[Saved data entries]

+===+

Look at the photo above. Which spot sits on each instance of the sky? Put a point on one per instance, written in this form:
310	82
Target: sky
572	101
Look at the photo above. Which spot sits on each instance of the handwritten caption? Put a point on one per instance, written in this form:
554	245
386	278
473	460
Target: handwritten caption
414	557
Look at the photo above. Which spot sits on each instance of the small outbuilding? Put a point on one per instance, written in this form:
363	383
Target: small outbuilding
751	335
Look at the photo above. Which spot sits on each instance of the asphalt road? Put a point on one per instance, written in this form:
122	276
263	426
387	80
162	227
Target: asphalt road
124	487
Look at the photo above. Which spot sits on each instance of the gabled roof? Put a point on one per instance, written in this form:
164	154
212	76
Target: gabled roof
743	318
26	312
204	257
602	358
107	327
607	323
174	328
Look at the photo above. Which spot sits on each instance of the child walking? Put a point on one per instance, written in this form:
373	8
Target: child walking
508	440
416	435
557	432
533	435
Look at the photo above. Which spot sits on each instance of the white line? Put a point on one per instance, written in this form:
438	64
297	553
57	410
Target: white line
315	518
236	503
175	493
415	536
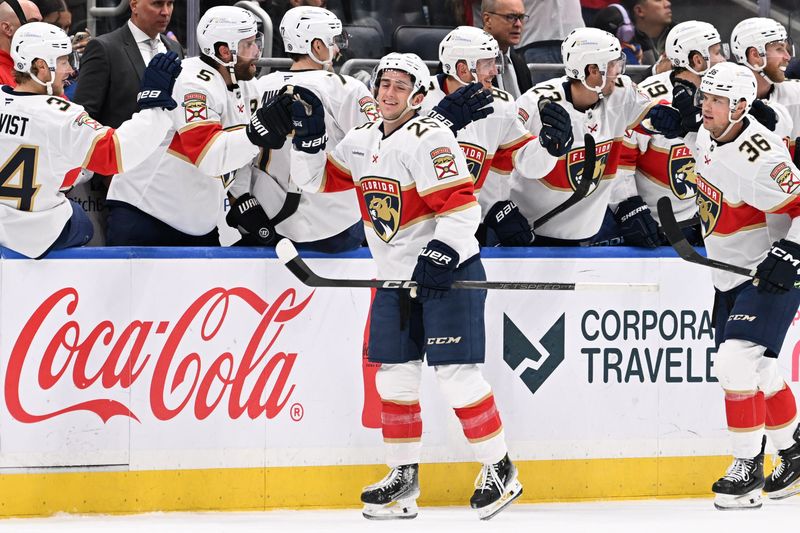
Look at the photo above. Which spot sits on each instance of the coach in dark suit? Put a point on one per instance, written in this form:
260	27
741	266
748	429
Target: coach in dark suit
112	64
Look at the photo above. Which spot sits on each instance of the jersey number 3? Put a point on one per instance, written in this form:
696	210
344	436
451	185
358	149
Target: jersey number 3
22	163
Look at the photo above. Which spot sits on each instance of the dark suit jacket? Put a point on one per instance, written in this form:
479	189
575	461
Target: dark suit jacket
110	74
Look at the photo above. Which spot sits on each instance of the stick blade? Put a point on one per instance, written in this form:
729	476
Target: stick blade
286	251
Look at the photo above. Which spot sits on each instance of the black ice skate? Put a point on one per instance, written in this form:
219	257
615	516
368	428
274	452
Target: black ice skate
740	487
785	479
495	488
395	496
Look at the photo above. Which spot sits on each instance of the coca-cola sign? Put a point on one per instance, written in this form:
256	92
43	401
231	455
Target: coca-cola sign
180	374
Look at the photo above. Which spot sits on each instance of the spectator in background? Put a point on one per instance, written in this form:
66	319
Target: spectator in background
549	23
653	20
108	81
504	20
9	24
615	20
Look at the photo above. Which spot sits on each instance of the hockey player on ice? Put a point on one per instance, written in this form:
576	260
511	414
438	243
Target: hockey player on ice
744	173
496	144
414	163
44	137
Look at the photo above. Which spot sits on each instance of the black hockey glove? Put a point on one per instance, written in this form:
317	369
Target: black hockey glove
158	80
247	215
637	224
683	100
509	224
308	118
666	120
779	271
272	122
764	114
435	269
464	105
556	133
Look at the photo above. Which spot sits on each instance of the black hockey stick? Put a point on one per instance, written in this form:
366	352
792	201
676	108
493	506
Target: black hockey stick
685	250
288	254
583	186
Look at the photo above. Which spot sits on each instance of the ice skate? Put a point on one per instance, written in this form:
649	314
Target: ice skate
740	487
495	488
785	478
393	497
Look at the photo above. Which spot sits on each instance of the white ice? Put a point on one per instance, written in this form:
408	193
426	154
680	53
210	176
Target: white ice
643	516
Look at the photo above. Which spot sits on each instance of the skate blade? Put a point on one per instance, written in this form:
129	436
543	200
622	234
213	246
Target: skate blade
512	492
398	510
730	502
787	492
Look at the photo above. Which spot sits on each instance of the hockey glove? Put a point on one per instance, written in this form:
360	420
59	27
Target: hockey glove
509	224
683	100
637	224
272	122
435	270
778	272
308	119
666	120
464	105
764	114
247	215
556	133
158	80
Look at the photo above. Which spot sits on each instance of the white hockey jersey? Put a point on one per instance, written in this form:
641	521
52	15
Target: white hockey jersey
413	186
43	139
495	145
739	183
183	184
538	193
661	166
348	103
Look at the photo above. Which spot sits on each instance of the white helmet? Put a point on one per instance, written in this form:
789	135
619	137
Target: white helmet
590	46
39	40
301	25
468	44
691	36
412	65
756	32
227	25
734	82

+===+

#### WORK TO BE COMPLETED
Exact copy, no pictures: reproduce every record as it stands.

#### RESULT OF THIS EXERCISE
Look at the photo above. Which spot sits on each instance of the sky? Put a point on one per instance, written in this form:
310	82
Target: sky
572	101
Look at the photo above. Which spot sits on each instance of the handwritten caption? Put a point on one per instance, written in this form:
554	245
386	278
473	460
Target: handwritten caption
414	557
Look at the photo above. Which spot sits on each instance of the small outbuilding? Put a point on one per instance, written in this form:
363	383
Target: small outbuilding
751	335
Look at the photo above. Which spot sits on each instance of the asphalt road? Put a point on one per instance, written in this form:
122	276
263	426
387	80
162	227
Target: asphalt road
124	487
Look at the photo above. Which spot sits on each instance of the gabled roof? Put a point on one per instance, written in this form:
164	154
212	76
Target: gabled roof
743	318
26	312
204	257
602	358
107	327
607	323
174	328
Look at the photo above. Which spot sits on each instance of the child walking? Put a point on one per instance, written in this form:
373	8
Target: child walking
508	440
416	435
557	432
533	435
Look at the photo above. Which spot sits on each instance of the white line? Put a point on one per instance, written in this form:
438	64
297	553
57	410
Target: white line
315	518
236	503
175	493
415	536
Look at the photo above. Which spot sits on each instance of the coach in dark suit? Put a point on one per instance, written in this form:
260	27
741	266
748	429
Target: coach in dark suit
112	64
Look at the photo above. Which spot sits on each instance of the jersey number 3? Put a point on one per instance, written in this form:
696	210
344	436
451	185
358	149
Target: jersey number 3
22	163
Look at the photo above. Which spot sits on each instance of the dark suit jacket? Put a point on one per instance, written in this form:
479	189
575	461
Target: dark suit jacket
110	74
Look at the photo above. Which spot sits on each instance of the stick blade? Put a point on one per instance, written in this form:
729	476
Target: stick blade
286	251
Look at the photo above. Which spot sits on each instance of the black ice skate? Put a point on one per instance, written in this form:
219	257
615	516
368	428
274	452
Target: black ice skate
740	487
785	479
495	488
395	496
Look at the photo above. Which spot sits on each instance of the coca-cola sign? Put a point on one per instance, written in this form:
256	92
43	401
231	455
Target: coca-cola sign
180	374
Look at the photo above. Which spot sits on each instance of the spectator in background? Put a point on one per instance, written in this form:
66	319
Target: spectator in background
549	23
653	20
108	81
504	20
9	24
615	20
Look at the photo above. Which spot sits on each instance of the hockey player on ice? Put a point on one per instance, written in this form:
576	260
511	414
438	243
Target: hockey player on ice
744	173
496	144
414	163
44	137
Look at the photo above. Which spot sits on each instance of the black hockey glove? Put a point on one per instance, written in this form:
317	369
Target: black hockey glove
158	80
247	215
637	224
683	100
509	224
308	118
666	120
779	271
272	122
764	114
435	269
464	105
556	133
Look at the photo above. Which spot sits on each instance of the black hockey stick? Put a point on one per instance, written in this form:
366	352
792	201
676	108
493	506
Target: black hockey stick
685	250
288	254
583	186
Look at the photo above. Which spot sits on each instance of the ice skate? Put a point on one per instance, written in this form:
649	314
Target: ice skate
740	487
495	488
785	478
393	497
Look at the photo above. Which spot sits on each instance of the white ice? Put a point on one per instance, written in this form:
408	193
426	154
680	53
210	176
Target: white ice
643	516
Look at the photo above. Which spot sits on each instance of the skate blade? Put a point on one per instance, written in this form:
129	436
543	200
622	234
213	246
Target: skate blade
512	492
398	510
730	502
787	492
Look at the photo above. Which spot sits on each instance of the hockey glove? Put a point on one per instance, written in this form:
360	420
59	27
Target: hockey glove
509	224
683	100
637	224
272	122
435	270
778	272
308	119
666	120
464	105
764	114
247	215
556	133
158	80
Look at the photo above. Which spot sits on each instance of the white hockey jersey? Put a point on one per instance, written in this form:
641	521
52	15
Target: white hockey jersey
413	186
43	139
495	145
739	183
183	184
538	193
661	166
348	103
Look at the photo above. Which spot sits on each instance of the white helmet? Put a point on one per instance, written in this form:
789	135
619	137
Target: white helmet
590	46
39	40
301	25
468	44
691	36
412	65
756	32
227	25
734	82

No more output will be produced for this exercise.